== Text extract ==
※ ※ ※
Exhibit 10.8
SUBORDINATION AGREEMENT
This Subordination Agreement (this “Agreement”) is entered into as of the 31st day of March, 2008, by and among GCA Strategic Investment Fund Limited, a Bermuda corporation (the “Subordinated Lender”), and LV Administrative Services, Inc., a Delaware corporation, as agent (in such capacity, the “Agent”) for itself and the Lenders from time to time party to the Security Agreement referred to below (each, a “Lender” and, together with the Agent, the “Senior Lenders” ). Unless otherwise defined herein, capitalized terms used herein shall have the meaning provided such terms in the Security Agreement referred to below.
BACKGROUND
WHEREAS, it is a condition to each Lender’s making an investment in Rapid Link, Incorporated, a Delaware corporation (“Rapid Link”), Telenational Communications, Inc., a Delaware corporation (“Telenational”), and One Ring Networks, Inc., a Georgia corporation (“One Ring” and together with Rapid Link and Telenational, collectively, the “Companies” and each, a “Company”), pursuant to, and in accordance with, (i) that certain Security Agreement dated as of the date hereof by and among the Companies, Agent and the Lenders (as amended, modified or supplemented from time to time, the “Security Agreement”) and (ii) the Ancillary Agreements referred to in the Security Agreement, that the Subordinated Lender enter into this Agreement.
WHEREAS, the Subordinated Lender has made or will make loans structured as convertible notes to one or more of the Companies.
NOW, THEREFORE, the Subordinated Lender and the Agent, on behalf of Senior Lenders, hereby agree as follows:
TERMS
1. All obligations of the Companies and/or any of their Subsidiaries to any Senior Lender, howsoever created, arising or evidenced, whether direct or indirect, absolute or contingent or now or hereafter existing, or due or to become due are referred to as “Senior Liabilities”. Any and all loans made by the Subordinated Lender to the Companies and/or any of their Subsidiaries, together with all other obligations (whether monetary or otherwise) of the Companies and/or any of their Subsidiaries to the Subordinated Lender (in each case, including any interest, fees or penalties related thereto), howsoever created, arising or evidenced, whether direct or indirect, absolute or contingent or now or hereafter existing, or due or to become due are referred to as “Junior Liabilities”. It is expressly understood and agreed that the term “Senior Liabilities”, as used in this Agreement, shall include, without limitation, any and all interest, fees and penalties accruing on any of the Senior Liabilities after the commencement of any proceedings referred to in paragraph 4 of this Agreement, notwithstanding any provision or rule of law which might restrict the rights of any Senior Lender, as against any Company, its Subsidiaries or anyone else, to collect such interest, fees or penalties, as the case may be.
※ ※ ※
== Stated goal ==
Return, word for word, the passage of the subordination agreement that opens with the words containing "Exhibit 10.8" and closes with "referred to below.".

== Data lines ==
※ ※ ※
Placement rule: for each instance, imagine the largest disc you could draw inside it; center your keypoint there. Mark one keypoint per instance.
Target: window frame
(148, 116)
※ ※ ※
== Reply to the exercise ==
Exhibit 10.8
SUBORDINATION AGREEMENT
This Subordination Agreement (this “Agreement”) is entered into as of the 31st day of March, 2008, by and among GCA Strategic Investment Fund Limited, a Bermuda corporation (the “Subordinated Lender”), and LV Administrative Services, Inc., a Delaware corporation, as agent (in such capacity, the “Agent”) for itself and the Lenders from time to time party to the Security Agreement referred to below (each, a “Lender” and, together with the Agent, the “Senior Lenders” ). Unless otherwise defined herein, capitalized terms used herein shall have the meaning provided such terms in the Security Agreement referred to below.